Natural language region descriptions
++++++++++
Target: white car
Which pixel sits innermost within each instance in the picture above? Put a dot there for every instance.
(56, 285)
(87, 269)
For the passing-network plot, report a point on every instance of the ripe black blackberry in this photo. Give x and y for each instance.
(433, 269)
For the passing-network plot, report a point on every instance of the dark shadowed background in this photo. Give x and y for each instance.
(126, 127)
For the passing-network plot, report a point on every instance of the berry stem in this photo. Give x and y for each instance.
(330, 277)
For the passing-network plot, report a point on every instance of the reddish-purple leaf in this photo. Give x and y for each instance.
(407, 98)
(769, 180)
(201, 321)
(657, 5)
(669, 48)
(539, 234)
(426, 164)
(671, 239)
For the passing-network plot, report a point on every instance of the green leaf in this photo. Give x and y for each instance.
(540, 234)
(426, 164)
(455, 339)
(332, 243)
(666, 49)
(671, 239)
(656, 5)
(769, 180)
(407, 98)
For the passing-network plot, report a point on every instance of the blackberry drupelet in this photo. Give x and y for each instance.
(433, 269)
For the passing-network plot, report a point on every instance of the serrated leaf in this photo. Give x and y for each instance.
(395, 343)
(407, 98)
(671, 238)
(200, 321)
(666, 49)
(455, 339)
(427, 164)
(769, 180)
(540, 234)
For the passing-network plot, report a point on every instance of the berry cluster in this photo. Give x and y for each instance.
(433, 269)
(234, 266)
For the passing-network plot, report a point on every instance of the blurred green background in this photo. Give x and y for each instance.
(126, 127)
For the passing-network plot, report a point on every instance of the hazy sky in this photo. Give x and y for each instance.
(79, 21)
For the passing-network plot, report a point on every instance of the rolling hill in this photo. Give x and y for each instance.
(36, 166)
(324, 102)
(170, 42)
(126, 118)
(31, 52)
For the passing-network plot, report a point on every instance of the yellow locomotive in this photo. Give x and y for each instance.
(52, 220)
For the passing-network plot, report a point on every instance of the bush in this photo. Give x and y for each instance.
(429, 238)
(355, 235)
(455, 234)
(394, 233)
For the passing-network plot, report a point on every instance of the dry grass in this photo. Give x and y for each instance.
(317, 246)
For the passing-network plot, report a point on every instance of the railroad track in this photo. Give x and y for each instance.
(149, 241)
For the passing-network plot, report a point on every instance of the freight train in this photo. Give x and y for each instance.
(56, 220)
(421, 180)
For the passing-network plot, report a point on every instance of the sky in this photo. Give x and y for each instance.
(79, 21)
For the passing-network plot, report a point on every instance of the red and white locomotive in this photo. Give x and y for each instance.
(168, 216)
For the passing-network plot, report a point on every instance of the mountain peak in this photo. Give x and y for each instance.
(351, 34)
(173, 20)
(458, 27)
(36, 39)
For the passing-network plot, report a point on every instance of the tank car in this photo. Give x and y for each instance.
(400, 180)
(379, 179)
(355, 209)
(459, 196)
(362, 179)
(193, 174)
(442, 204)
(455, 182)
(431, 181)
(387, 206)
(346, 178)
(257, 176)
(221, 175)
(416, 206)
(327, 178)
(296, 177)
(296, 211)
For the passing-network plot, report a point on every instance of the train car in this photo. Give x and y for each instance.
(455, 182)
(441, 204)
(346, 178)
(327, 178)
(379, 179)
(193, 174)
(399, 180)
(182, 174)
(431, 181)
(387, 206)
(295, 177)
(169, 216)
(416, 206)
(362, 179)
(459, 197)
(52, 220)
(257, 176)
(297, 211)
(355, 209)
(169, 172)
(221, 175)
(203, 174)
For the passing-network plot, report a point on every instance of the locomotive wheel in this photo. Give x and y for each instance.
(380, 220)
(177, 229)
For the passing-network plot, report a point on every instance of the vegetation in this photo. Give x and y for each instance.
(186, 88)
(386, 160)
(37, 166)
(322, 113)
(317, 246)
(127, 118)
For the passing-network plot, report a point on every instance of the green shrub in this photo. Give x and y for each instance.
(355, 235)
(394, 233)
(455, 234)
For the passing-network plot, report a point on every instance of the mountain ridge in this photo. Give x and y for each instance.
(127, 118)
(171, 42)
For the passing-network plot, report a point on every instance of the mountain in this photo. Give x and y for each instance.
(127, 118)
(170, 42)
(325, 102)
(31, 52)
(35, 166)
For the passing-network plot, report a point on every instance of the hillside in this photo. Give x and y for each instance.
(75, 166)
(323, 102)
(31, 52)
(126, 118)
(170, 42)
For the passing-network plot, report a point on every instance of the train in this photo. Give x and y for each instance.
++++++++++
Reproduce the data shown above exactly.

__SOLUTION__
Target: white car
Which pixel sits innermost within each instance in the picture above? Put a dot there for every instance.
(56, 285)
(87, 269)
For the passing-network plot, report a point on every instance of the ripe black blackberry in this photo. Give x and y for each instance.
(433, 269)
For the passing-network plot, report a point on every instance of the dark shadowed background in this photo. Give x and y for each instance.
(126, 127)
For the passing-network plot, report a point on every instance of the berry stem in this photo. Give x and y for each instance.
(330, 277)
For the passing-network plot, report a point on every instance of the reddish-purple leaf in this photo. Give x and y for each instance.
(407, 98)
(769, 180)
(201, 321)
(657, 5)
(669, 48)
(539, 234)
(426, 164)
(671, 239)
For the passing-network plot, report a point on every instance of the green leaf in this photo. Give x and y for each instance.
(540, 234)
(426, 164)
(455, 339)
(332, 243)
(666, 49)
(671, 239)
(656, 5)
(769, 180)
(407, 98)
For the passing-network plot, report a point on every instance of the blackberry drupelet in this photo. Give x and y for each instance.
(433, 269)
For the passing-network plot, report a point on every instance of the serrated leaf in this photo. Give x and y for each instance.
(395, 343)
(407, 98)
(671, 238)
(200, 321)
(666, 49)
(455, 339)
(427, 164)
(769, 180)
(540, 234)
For the passing-network plot, report a point on every instance of the berry cluster in this photo. Give x and y for each instance.
(433, 269)
(234, 266)
For the passing-network plot, report a point on every instance of the blurred green background in this photo. Give x and y for each instance.
(126, 127)
For the passing-network plot, report a point on every instance of the hazy sky in this photo. Give x and y for each instance.
(79, 21)
For the passing-network plot, report a point on every instance of the rolling hill in this photo. Give x and y for each instance.
(36, 166)
(324, 102)
(170, 42)
(126, 118)
(31, 52)
For the passing-network plot, report a point on every instance of the yellow locomotive in this photo. Give x and y for each instance.
(52, 220)
For the passing-network plot, report a point on every instance of the bush in this photo. Give x and y for each instance.
(429, 238)
(355, 235)
(455, 234)
(394, 233)
For the passing-network plot, report a point on every instance of the dry grass in this photo. Give x and y for each instance.
(317, 246)
For the passing-network plot, report a point on every instance of the railroad track in this photo. Give x and y for each instance.
(149, 241)
For the passing-network plot, report a point on every instance of the freight train in this photo. Give x and y for each instance.
(56, 220)
(421, 180)
For the passing-network plot, report a point on every instance of the sky in this photo. Give x and y for each instance.
(79, 21)
For the passing-network plot, report a point on every instance of the red and white locomotive in this photo. Give x and y for each instance.
(168, 216)
For the passing-network plot, report a point on every instance of the mountain peak in this photo. Give x and y for each instance.
(351, 34)
(173, 20)
(458, 27)
(36, 39)
For the passing-network plot, report a point on every instance of the tank car in this photo. Give x and y for each instance.
(400, 180)
(379, 179)
(355, 209)
(459, 196)
(362, 179)
(193, 174)
(442, 204)
(455, 182)
(431, 181)
(387, 206)
(346, 178)
(257, 176)
(221, 175)
(416, 206)
(327, 178)
(296, 177)
(296, 211)
For the passing-network plot, report a point on every instance of the train car in this photo. Give x and y for each instance.
(455, 182)
(441, 204)
(346, 178)
(327, 178)
(379, 179)
(193, 174)
(399, 180)
(182, 174)
(431, 181)
(387, 206)
(295, 177)
(169, 216)
(416, 206)
(362, 179)
(459, 197)
(52, 220)
(257, 176)
(297, 211)
(355, 209)
(169, 172)
(221, 175)
(203, 174)
For the passing-network plot, report a point on every instance of the locomotive wheel in this photo. Give x and y for each instance.
(380, 220)
(177, 229)
For the passing-network plot, report a point on every instance of the vegetation in this photo. Give x and y for each instance.
(186, 88)
(386, 160)
(37, 166)
(322, 113)
(317, 246)
(127, 118)
For the passing-network plot, report a point on every instance of the green shrub in this photo. Give x and y for each instance.
(355, 235)
(394, 233)
(455, 234)
For the passing-network plot, report a point on every instance of the mountain ridge in this photo. Give x and y for each instance.
(127, 118)
(171, 42)
For the passing-network plot, report a point on every instance of the mountain in this photo. Give x and y for each instance.
(127, 118)
(170, 42)
(325, 102)
(31, 52)
(35, 166)
For the passing-network plot, report a point on every instance of the hillside in this photo. Give x and y for each instance.
(75, 166)
(323, 102)
(31, 52)
(126, 118)
(170, 42)
For the passing-network plot, report a point on every instance of the train in this photo. Give x and y for each instance.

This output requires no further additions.